● Selected passage
-- Opening Marker --
Hottonia inflata, commonly known as the American featherfoil, is a very beautiful and extraordinarily interesting aquatic wildflower. At first glance, it appears to be gently floating on the water’s surface however, there is a dense underwater stem and root system. You are most likely to come across featherfoil inhabiting shallow pools, ditches, swamps, oxbow lakes and beaver ponds. Generally sporadic in occurrence, the featherfoil is disjunct on the Atlantic and Gulf coastal plains: from Maine to Georgia, west to east Texas, northward up the Mississippi River to Missouri and Illinois and then up the Ohio River. Outside of Oklahoma, there are few known occurrences in Indiana (two occurrences), Ohio (possibly extirpated) and West Virginia (one occurrence). Much of the wildflowers' historical habitat has been lost to development, draining of wetlands, siltation and the unsustainable harvest of beavers throughout its range.
Also found on the preserve are rare animal species including goldstripe darter, western chicken turtle, and the American burying beetle which is a federally-listed endangered species. The preserve also provides a habitat for migratory birds in the central flyway.
Rivers and streams are the lifeblood of these bottomland hardwood forest ecosystems. At Hottonia Bottoms, Clear Boggy Creek, a tributary to the Muddy Boggy River, flows along the preserve’s boundary. This area acts as a floodplain zone during spring floods where soil, seeds and sediments from upstream forests become natural fertilizer for plants making these rich, moist soils the perfect habitat to nourish an explosion of biological diversity.
Hottonia Bottoms also provides economic value to southern Oklahoma in flood control, erosion control, protection of water quality along with habitat for many bird and aquatic species. Threats to this area include habitat fragmentation or destruction, incompatible logging practices, altered hydrologic regime, soil erosion, sedimentation, poor water quality, invasive species and alteration of natural fire and grazing regimes.
-- Closing Marker --
● Data for review
-- Opening Marker --
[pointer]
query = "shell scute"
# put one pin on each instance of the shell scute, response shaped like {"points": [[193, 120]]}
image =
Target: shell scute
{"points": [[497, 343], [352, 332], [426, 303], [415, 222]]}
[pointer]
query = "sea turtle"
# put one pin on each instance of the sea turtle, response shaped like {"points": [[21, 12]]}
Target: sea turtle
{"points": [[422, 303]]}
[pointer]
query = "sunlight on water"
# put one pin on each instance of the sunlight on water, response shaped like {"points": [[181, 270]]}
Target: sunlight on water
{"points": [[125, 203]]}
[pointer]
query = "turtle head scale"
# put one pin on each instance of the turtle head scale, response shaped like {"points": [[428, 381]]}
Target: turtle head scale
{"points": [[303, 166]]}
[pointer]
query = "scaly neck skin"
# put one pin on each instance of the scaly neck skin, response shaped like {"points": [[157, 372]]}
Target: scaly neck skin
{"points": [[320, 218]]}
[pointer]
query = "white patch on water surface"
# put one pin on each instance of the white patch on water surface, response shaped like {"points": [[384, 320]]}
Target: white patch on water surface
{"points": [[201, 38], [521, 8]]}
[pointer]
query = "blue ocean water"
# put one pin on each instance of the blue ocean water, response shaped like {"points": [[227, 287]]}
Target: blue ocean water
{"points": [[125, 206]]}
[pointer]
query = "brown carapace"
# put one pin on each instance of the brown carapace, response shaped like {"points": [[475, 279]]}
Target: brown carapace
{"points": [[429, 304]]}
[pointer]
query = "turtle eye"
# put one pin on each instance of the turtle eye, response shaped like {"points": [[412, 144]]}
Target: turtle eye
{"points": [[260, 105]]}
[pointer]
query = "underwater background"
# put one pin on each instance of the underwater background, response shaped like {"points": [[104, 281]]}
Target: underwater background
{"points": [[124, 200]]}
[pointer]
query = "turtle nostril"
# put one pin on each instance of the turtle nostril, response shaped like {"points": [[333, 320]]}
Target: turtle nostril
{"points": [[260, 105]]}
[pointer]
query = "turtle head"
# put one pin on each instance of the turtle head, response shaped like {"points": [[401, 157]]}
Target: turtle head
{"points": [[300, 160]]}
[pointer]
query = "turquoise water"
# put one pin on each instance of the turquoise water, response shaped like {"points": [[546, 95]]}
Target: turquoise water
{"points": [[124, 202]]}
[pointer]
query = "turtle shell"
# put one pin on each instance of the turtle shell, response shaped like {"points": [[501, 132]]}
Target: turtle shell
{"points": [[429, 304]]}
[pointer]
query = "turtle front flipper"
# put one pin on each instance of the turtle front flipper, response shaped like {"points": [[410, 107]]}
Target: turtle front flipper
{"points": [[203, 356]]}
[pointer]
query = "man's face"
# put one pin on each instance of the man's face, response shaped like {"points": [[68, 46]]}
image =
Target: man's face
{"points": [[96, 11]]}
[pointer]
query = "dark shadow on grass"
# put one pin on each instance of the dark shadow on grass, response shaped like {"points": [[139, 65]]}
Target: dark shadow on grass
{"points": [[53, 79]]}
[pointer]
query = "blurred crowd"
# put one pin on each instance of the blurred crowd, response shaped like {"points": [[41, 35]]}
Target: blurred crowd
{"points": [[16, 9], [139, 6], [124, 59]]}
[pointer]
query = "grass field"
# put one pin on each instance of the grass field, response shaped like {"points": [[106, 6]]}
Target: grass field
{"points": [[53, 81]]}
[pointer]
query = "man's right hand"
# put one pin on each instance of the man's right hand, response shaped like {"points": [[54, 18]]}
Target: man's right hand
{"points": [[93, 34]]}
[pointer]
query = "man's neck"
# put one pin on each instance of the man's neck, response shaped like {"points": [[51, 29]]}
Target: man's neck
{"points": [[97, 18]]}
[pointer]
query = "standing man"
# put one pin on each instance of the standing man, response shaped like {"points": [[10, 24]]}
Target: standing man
-- Closing Marker --
Retype the Hottonia Bottoms text word for word, starting at the words "Hottonia Bottoms also" and stopping after the words "and grazing regimes.".

● Written response
Hottonia Bottoms also provides economic value to southern Oklahoma in flood control, erosion control, protection of water quality along with habitat for many bird and aquatic species. Threats to this area include habitat fragmentation or destruction, incompatible logging practices, altered hydrologic regime, soil erosion, sedimentation, poor water quality, invasive species and alteration of natural fire and grazing regimes.